- [TEXTO DEL DOCUMENTO]:
8 de diciembre de 2019

Colas

La clase Queue del módulo multiprocessing nos proporciona una implementación de colas FIFO ("First In, First Out") que podemos usar para intercambiar información entre threads o procesos de forma segura.

El siguiente ejemplo muestra una implementación de cola FIFO en la que almacenamos valores enteros comprendidos entre 1 y 100 y posteriormente los leemos de forma secuencial. Funciona en cualquier versión de Python igual o superior a 3.5

from multiprocessing import Queue
import random

queue_time = Queue()

print("Saving elements at queue...")
for i in range (5):
    random_time = random.randint(1, 100)
    queue_time.put(random_time)

[Entradas de un conjunto de datos]

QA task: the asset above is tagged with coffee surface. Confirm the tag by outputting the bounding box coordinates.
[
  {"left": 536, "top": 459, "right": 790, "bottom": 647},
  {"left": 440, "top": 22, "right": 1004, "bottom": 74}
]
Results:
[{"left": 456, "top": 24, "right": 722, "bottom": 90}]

- [CONSIGNA DE TRABAJO]:
Resume en dos oraciones el texto sobre colas.

- [RESPUESTA CORRECTA]:
La clase Queue del módulo multiprocessing ofrece una implementación de colas FIFO con la que se puede intercambiar información de forma segura entre threads o procesos. El ejemplo presentado almacena en una cola FIFO valores enteros comprendidos entre 1 y 100 para leerlos después de forma secuencial, y funciona en cualquier versión de Python igual o superior a 3.5.